**Directive a**
Reproduce the rows from the first one through the line that contains "751, 547, 882, 667", with "green tomato stem" replaced by "tomato vine" and nothing else changed.

**Source excerpt**

--- --- ---

The 2014-2015 season was a disappointing one for the Carolina Hurricanes. There is no denying that fact. However, throughout the year there were a few players who buckled down and turned in some outstanding performances. Chief among those players, in my mind, was none other than rookie center Victor Rask.
Heading into training camp, Rask was considered a decent bet to win a job as a bottom six forward. There was also the possibility that he would be assigned to Charlotte to serve as their top line center, but that was something that would not come to be. When Jordan Staal went down with a broken leg in that fateful preseason contest against Buffalo, the writing was on the wall that Rask would make the team. Along with Riley Nash, he would have to fill in for Staal on either the second or third line.
Rask ended up impressing early on in the season and proved to be fully capable of adequately holding down a spot as a middle six center. Rask's counting stats suggest that he had a very solid rookie season. His 11 goals, 22 assists, and 33 points reflect that he is absolutely a top nine forward at the NHL level.
However, a closer look at Rask's performance and numbers from last season suggest that the next step in his development may be even larger than the most optimistic of Hurricanes fans could expect. This article will take a look at Rask's impact on shot generation, shot suppression, and individual production. All told, there is a whole lot to like about what the 22-year-old Swede was able to accomplish in his rookie year.
The Hurricanes were an above average team with regards to shot generation at even strength last season. Their mark of 30.2 shots for per 60 minutes was good enough to place them 10th in the NHL by that metric.
A large part of the team's success in that department came courtesy of Rask's excellent performance. Out of the 359 forwards who played at least 500 minutes at even strength last season, Rask ranks 34th in the entire league with 33.66 shots for per 60 minutes.
To put that simply, that means that the Hurricanes generated 33.66 shots for per 60 minutes with Rask on the ice, compared to just 29.53 shots for per 60 minutes with Rask off the ice. That means that Rask's SF60 relative to his team (SF60RelTM) was +4.13. Coincidentally, Rask also ranks 34th amongst those same 359 forwards in that regard.

--- --- ---

**Data provided**
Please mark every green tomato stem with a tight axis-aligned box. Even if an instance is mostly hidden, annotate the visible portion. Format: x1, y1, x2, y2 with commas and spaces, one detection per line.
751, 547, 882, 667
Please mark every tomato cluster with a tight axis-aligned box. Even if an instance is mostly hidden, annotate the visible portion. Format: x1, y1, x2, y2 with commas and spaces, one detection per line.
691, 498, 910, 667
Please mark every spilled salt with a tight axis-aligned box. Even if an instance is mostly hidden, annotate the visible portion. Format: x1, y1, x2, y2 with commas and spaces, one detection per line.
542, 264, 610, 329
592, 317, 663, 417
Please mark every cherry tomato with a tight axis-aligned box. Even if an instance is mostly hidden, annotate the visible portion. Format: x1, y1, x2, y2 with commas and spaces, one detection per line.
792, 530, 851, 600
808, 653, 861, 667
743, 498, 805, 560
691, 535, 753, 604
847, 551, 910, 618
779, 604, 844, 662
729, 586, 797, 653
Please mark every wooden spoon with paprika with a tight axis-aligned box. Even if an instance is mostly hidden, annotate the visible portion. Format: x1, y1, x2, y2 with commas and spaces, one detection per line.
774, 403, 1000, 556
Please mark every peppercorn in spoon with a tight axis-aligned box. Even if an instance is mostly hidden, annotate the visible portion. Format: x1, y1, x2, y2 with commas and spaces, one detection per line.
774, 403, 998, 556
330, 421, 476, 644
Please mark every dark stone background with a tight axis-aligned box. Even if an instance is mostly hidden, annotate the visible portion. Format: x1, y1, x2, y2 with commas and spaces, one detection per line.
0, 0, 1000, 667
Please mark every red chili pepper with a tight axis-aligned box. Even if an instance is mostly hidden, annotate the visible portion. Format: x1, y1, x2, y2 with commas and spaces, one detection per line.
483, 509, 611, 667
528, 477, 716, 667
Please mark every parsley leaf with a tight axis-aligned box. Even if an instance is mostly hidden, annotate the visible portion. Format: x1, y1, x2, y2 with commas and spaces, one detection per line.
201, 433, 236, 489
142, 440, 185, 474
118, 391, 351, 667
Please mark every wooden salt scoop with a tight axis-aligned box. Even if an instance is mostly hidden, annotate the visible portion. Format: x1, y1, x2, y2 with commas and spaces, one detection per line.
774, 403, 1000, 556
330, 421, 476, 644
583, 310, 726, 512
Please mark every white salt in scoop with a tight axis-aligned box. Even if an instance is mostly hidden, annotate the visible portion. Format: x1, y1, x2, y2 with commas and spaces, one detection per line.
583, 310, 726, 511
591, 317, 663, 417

--- --- ---

**Directive b**
In the article on Victor Rask, how many shots for per 60 minutes did the Hurricanes generate with Rask off the ice?

**Final result a**
Please mark every tomato vine with a tight axis-aligned box. Even if an instance is mostly hidden, annotate the visible portion. Format: x1, y1, x2, y2 with commas and spaces, one detection per line.
751, 547, 882, 667

**Final result b**
29.53 shots for per 60 minutes.